About this task: The answer must be an exact copy of the records, with every picture removed.

*** Begin section ***

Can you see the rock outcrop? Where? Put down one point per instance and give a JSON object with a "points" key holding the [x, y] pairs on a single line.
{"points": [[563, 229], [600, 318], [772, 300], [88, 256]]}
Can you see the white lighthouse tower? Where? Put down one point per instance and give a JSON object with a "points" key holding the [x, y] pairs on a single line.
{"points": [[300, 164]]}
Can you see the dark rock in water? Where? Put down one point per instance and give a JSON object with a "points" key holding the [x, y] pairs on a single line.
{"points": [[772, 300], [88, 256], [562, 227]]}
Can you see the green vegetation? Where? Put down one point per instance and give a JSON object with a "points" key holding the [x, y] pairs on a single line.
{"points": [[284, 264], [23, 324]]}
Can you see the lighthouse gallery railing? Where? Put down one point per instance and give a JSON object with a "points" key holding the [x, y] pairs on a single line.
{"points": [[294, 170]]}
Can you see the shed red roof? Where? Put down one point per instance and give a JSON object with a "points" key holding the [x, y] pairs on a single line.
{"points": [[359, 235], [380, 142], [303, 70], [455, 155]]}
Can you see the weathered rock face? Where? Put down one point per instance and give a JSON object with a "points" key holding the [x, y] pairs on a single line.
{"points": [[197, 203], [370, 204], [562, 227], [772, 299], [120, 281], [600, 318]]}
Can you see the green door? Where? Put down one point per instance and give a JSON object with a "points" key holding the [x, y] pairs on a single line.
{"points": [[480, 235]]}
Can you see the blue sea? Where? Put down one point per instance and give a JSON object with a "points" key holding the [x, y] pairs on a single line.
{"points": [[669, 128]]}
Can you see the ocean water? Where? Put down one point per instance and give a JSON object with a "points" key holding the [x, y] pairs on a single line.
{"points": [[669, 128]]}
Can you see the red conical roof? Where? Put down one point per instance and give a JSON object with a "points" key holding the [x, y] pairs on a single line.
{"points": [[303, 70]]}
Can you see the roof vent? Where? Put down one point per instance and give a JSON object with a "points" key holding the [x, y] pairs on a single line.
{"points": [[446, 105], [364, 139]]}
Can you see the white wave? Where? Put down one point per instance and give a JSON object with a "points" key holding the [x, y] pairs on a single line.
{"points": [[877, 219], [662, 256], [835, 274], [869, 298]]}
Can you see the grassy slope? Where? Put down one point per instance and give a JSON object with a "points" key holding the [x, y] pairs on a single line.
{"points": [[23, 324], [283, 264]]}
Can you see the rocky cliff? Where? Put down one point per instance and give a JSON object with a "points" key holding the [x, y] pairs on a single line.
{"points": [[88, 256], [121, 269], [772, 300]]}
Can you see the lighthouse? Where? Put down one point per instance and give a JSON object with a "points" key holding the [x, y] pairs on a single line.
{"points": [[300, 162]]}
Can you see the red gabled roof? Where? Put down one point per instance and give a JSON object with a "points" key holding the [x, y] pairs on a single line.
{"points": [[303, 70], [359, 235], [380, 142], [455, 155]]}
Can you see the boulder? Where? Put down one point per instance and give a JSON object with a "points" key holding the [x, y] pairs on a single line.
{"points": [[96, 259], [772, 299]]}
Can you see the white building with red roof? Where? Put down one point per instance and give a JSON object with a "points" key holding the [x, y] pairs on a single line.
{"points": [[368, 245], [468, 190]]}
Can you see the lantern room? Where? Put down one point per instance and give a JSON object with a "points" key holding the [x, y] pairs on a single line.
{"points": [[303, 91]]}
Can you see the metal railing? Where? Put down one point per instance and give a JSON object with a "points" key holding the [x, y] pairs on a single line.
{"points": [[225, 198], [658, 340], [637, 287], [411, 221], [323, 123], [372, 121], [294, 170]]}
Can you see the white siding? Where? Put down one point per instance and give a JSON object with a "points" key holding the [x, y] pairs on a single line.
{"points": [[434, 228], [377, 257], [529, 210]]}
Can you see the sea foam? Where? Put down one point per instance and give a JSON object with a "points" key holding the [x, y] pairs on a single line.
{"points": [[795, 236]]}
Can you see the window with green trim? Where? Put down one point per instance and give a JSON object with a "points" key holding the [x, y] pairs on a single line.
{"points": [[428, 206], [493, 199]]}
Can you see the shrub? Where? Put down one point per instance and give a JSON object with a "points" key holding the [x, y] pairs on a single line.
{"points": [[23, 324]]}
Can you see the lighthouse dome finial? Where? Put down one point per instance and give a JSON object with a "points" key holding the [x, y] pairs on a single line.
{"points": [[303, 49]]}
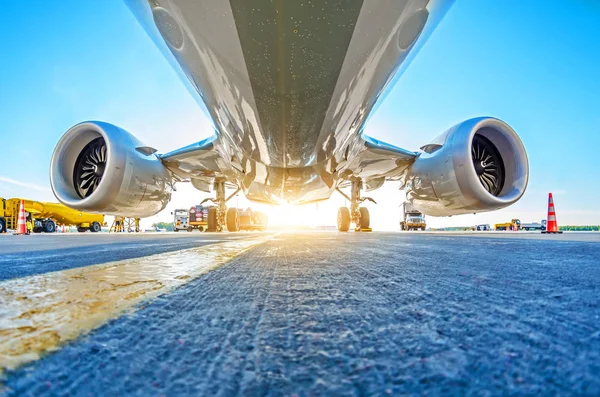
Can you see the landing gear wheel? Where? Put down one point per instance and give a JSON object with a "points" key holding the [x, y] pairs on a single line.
{"points": [[95, 227], [233, 220], [365, 218], [50, 226], [343, 219], [212, 219]]}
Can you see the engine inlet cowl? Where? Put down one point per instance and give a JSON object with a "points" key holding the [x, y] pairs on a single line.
{"points": [[98, 167], [478, 165]]}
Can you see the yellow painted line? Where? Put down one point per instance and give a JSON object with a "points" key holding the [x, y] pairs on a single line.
{"points": [[39, 313]]}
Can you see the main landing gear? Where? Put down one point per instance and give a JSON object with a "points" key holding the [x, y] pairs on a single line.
{"points": [[356, 214], [219, 216]]}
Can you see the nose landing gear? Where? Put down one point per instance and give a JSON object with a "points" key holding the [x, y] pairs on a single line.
{"points": [[218, 216], [356, 214]]}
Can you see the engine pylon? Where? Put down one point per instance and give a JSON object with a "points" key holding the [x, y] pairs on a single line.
{"points": [[551, 224]]}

*** End section ***

Written solution:
Can you see the rock outcrop? Where? Put down one point per instance and give a JSON object with a "points" key holding the [x, y] pairs on a single line.
{"points": [[563, 229], [600, 318], [772, 300], [88, 256]]}
Can you see the white lighthouse tower? Where? Put down one point per instance and give a JSON object with a "points" key holding the [x, y] pairs on a single line.
{"points": [[300, 164]]}
Can you see the dark rock in water? Where? Put down one point per instance and give a JSON object with a "points" key holding the [x, y] pairs on a single line.
{"points": [[772, 300], [88, 256], [562, 227]]}
Can you see the green vegetation? Where? Put down one point per instance and give a JSON object with a "points" key holding the [x, y] pairs on a single line.
{"points": [[284, 264], [23, 324]]}
Can you see the lighthouse gallery railing? Where? Put down one point per instance and give a JSON object with a "points" key holding the [x, y] pairs on a single line.
{"points": [[294, 170]]}
Can you see the shed red roof? Where? Put down one point per instance and give a JSON object with a "points" key holding the [x, y] pairs on a single line.
{"points": [[359, 235], [380, 142], [303, 70], [455, 155]]}
Can you see the weathered rock face? Where? Put down one point per instance and give a JSON object with a "points" key holding the [x, y] pairs on a single line.
{"points": [[197, 203], [370, 204], [562, 227], [772, 299], [120, 281], [600, 318]]}
Can you see the green door? Where? Put down one point per instance and give a JSON object with a "points" key holding the [x, y] pairs on a single line.
{"points": [[480, 235]]}
Can you see the blue sea? Where? Put down one point per instance and give a JSON object with a "points" key holding the [x, y] pairs on a single line.
{"points": [[669, 128]]}
Can you see the ocean water? Where? Put down one point per instance and give a JSON object with a "points" key holding the [x, y] pairs on a single line.
{"points": [[669, 128]]}
Can you see the red conical roof? Where? Put down one point per instance and give a JSON object with a "points" key holding the [x, y] pairs on a single line.
{"points": [[303, 70]]}
Can you see the roof vent? Where? Put down one point per instance and give a JSON object with a "points" key holding the [x, y] pairs on a single line.
{"points": [[446, 105], [364, 139]]}
Can you see the white wave? Where? Put down one point per instance and give a JSON object with a "points" key holding the [x, y] pairs on a single line.
{"points": [[877, 219], [662, 256], [835, 274], [869, 298]]}
Can you see the grassy slope? Where? Put down one point per instance and give a JSON object with a "points" key holding the [x, y] pairs on a single line.
{"points": [[23, 324], [283, 264]]}
Can you see the rocky cliff? Where? Put down one point per instance and give a JSON object with a "points" key holding the [x, y] pairs on a single line.
{"points": [[88, 256], [121, 269], [772, 300]]}
Can you see the lighthouse? Where? Put down one point per instance and give a JSON object with a "points" key holding the [x, y] pairs on a single line.
{"points": [[300, 162]]}
Can you see the red gabled roof? Where? Put down one point per instance and give a JSON object with a "points" key holding the [x, y] pairs on a single line.
{"points": [[303, 70], [359, 235], [380, 142], [455, 155]]}
Can you see the boulder? Where? Put down one point per instance and give a JSON object with a "points" key holding the [x, y] pairs on a single line.
{"points": [[96, 259], [772, 299]]}
Can you see the white building with red roof? Where? Put down one point per instance and give a JSON object with a "points" key holding the [x, y] pairs on a single line.
{"points": [[368, 245], [468, 190]]}
Can you see the lantern room? Where? Put down one point per instance and give a JSON object with a "points" key holding the [x, y] pairs on a single line.
{"points": [[303, 91]]}
Can you see the metal railing? Where? Put down one point per instance and give a JSON object with a "points" key holding the [x, y] pairs on a single line.
{"points": [[225, 198], [658, 340], [637, 287], [411, 221], [323, 123], [372, 121], [294, 170]]}
Can you see the white siding? Where? Put down one point per instance and give a JSON object with a "points" key holding the [x, y] pairs on a single line.
{"points": [[434, 228], [377, 257], [529, 210]]}
Can you see the sea foam? Where? Put down one point per instance and give a JSON object with a "points" key holding the [x, y] pairs on a single line.
{"points": [[795, 236]]}
Can you see the window with green trim? Where? Put down one point per instance and give a JSON object with a "points" key holding the [x, y] pairs on a single line.
{"points": [[428, 206], [493, 199]]}
Can you see the shrub? Where? Put down one point per instance and give a JSON object with a "points" key holding the [x, y] pairs on a single line.
{"points": [[23, 324]]}
Can you see the lighthouse dome finial? Where? Put down one point per instance and give a JSON object with a "points" key holding the [x, y] pairs on a single line.
{"points": [[303, 49]]}
Can you see the landing gear wheel? Where? Put down one point per instance and give a JSON object with a "points" key holding the [x, y] pairs on a single line.
{"points": [[95, 227], [233, 220], [365, 218], [50, 226], [343, 219], [212, 219]]}
Can you see the engine inlet cowl? Where? Put down one point per instance and give a JSON object with a "points" key holding the [x, y] pairs on a single line.
{"points": [[98, 167], [478, 165]]}
Can you see the yellow painted line? Where? Put down one point per instance and give a JSON object with a "points" key holding the [x, y] pairs on a single line.
{"points": [[39, 313]]}
Can you see the main landing gear? Where? Put down one point per instance and give a JSON object with a "points" key holding the [x, y] pairs on a single line.
{"points": [[356, 214], [219, 216]]}
Can you see the nose landing gear? Where? Put down one point per instance and give a JSON object with a "points" key holding the [x, y] pairs on a single line.
{"points": [[218, 216], [356, 214]]}
Can you see the engine pylon? Where? Put down one point per instance and give a JSON object with a "points" key holding the [x, y] pairs on a single line.
{"points": [[551, 224]]}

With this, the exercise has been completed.